Reproduce exactly the lines beginning with the line that contains "Task: mark each instance of the tree" and ending at the final line of the material below.

#### ENTRIES SHOWN
◇ ◇ ◇ ◇ ◇

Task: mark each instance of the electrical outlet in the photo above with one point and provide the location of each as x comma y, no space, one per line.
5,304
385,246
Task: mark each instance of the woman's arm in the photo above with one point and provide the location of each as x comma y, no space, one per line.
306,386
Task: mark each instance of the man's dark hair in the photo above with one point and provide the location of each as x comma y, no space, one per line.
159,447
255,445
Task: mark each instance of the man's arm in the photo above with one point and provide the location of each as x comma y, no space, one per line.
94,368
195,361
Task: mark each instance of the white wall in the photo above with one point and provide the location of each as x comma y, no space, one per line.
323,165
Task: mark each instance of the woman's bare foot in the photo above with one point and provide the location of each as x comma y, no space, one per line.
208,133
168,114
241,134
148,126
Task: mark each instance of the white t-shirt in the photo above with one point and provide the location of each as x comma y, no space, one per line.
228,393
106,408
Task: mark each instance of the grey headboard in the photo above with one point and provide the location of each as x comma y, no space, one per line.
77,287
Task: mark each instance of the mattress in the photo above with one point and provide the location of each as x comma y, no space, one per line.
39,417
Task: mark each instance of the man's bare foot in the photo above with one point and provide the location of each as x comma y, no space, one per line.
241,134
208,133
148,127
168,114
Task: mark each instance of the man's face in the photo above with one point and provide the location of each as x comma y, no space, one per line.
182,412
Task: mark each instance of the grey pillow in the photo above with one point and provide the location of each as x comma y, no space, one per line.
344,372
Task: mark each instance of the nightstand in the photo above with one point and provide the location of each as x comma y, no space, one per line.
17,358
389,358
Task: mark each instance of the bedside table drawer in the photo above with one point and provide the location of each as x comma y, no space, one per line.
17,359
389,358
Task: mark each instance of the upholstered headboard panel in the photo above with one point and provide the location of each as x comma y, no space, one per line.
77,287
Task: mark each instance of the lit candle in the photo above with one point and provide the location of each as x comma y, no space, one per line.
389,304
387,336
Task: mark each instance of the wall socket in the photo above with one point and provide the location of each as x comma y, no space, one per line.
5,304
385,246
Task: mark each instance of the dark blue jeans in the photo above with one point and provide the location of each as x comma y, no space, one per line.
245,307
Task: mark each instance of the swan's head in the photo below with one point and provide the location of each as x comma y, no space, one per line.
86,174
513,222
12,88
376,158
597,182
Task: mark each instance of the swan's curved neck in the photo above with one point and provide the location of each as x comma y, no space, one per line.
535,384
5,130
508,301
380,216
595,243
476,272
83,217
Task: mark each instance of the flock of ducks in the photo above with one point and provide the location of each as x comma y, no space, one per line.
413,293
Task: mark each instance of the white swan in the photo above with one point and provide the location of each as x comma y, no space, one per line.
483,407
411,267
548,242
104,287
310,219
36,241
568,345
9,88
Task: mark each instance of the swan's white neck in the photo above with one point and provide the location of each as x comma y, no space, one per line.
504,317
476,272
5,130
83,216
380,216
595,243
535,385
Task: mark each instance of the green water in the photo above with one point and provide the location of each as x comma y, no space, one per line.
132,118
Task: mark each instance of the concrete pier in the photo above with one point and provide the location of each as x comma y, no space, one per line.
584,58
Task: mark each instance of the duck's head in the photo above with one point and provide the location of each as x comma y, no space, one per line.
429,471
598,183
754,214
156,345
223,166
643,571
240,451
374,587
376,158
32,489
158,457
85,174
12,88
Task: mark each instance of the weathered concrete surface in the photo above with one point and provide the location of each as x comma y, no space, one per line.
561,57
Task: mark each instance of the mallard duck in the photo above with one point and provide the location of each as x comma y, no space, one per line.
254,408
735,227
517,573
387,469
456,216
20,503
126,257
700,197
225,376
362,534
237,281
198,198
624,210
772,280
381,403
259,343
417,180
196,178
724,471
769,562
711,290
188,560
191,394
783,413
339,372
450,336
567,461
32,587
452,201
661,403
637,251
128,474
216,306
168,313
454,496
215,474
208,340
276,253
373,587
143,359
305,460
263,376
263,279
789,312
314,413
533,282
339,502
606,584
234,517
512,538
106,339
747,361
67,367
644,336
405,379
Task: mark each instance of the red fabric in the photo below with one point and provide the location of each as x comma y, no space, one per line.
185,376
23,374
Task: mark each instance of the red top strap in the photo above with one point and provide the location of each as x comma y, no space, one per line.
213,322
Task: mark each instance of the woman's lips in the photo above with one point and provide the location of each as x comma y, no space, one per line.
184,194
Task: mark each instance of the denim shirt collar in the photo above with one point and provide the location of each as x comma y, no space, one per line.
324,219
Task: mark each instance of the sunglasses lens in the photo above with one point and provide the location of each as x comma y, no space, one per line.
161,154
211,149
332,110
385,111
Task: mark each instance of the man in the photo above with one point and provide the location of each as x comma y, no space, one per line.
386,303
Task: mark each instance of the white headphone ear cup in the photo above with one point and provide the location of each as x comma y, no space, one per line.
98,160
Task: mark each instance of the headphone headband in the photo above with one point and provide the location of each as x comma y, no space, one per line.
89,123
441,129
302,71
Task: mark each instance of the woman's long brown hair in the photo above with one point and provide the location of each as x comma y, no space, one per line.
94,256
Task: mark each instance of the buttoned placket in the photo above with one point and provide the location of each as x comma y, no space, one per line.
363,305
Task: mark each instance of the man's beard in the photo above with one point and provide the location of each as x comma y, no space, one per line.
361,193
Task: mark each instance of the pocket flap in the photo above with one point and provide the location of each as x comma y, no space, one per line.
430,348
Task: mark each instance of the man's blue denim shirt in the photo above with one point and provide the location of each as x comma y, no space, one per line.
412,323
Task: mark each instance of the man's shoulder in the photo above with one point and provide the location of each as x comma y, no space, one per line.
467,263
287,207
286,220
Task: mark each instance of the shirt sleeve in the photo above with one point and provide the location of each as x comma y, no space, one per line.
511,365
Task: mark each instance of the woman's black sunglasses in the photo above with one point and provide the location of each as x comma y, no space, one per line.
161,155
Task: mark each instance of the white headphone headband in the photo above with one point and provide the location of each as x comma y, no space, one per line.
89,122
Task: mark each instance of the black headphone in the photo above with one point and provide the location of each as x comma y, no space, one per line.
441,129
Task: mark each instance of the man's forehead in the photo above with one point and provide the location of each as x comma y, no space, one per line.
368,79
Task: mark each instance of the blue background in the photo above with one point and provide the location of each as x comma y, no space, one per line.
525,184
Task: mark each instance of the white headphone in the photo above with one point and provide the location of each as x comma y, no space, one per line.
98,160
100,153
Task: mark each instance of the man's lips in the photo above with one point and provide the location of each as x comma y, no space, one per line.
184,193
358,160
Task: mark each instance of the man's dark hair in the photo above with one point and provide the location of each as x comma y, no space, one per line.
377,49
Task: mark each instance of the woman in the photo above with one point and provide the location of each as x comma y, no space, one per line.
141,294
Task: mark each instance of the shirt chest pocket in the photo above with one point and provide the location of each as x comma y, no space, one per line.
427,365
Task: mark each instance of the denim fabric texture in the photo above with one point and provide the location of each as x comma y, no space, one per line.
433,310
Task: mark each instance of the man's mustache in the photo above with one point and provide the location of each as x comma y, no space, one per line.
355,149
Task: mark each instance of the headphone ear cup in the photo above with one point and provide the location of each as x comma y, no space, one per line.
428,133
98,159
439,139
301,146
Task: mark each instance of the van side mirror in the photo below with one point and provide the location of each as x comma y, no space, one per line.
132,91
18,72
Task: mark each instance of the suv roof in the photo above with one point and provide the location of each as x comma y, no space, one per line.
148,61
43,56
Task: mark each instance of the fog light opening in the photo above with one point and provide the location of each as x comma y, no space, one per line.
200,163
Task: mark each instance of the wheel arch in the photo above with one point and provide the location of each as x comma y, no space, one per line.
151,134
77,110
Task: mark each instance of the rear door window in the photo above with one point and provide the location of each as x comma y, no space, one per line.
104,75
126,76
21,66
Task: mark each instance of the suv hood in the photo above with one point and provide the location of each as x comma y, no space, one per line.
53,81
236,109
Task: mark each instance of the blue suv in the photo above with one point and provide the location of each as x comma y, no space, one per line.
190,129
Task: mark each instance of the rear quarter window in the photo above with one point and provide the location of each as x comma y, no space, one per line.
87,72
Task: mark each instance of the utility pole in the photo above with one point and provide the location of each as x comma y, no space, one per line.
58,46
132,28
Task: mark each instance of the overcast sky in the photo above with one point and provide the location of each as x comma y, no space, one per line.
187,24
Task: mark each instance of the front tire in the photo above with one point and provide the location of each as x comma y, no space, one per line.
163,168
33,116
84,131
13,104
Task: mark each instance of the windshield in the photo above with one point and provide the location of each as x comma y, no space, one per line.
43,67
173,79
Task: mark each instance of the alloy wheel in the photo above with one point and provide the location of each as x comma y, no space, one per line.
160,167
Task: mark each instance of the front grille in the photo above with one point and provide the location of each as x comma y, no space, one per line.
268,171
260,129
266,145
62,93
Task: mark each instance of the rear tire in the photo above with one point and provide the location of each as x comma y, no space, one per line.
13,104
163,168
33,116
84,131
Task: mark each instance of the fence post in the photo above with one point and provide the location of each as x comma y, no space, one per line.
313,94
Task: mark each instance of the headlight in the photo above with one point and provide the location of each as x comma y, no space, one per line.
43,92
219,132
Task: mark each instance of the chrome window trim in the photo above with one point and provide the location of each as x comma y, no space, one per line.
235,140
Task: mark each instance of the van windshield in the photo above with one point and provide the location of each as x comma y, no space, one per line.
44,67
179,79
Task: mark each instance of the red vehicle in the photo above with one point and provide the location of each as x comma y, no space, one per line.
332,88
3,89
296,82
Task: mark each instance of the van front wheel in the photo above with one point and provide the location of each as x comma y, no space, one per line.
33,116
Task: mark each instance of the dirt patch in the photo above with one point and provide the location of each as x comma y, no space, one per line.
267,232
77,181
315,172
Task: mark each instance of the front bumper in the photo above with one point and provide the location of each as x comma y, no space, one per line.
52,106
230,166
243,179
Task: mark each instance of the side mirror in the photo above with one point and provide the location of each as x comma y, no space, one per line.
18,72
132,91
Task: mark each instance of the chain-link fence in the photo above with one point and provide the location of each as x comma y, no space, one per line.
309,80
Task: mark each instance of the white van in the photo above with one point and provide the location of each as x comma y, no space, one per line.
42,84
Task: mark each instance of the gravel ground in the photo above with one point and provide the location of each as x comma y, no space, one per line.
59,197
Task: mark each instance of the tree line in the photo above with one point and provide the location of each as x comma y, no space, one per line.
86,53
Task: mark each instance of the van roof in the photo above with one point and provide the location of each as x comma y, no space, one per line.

◇ ◇ ◇ ◇ ◇

#### EXERCISE SOLUTION
Task: mark each instance of the tree line in the photo above with one point and provide the location of each as x comma y, no space, one per line.
86,53
Task: mark each instance of the van roof in the photo above with one point and provide the location of each as x comma y, no space, one per line.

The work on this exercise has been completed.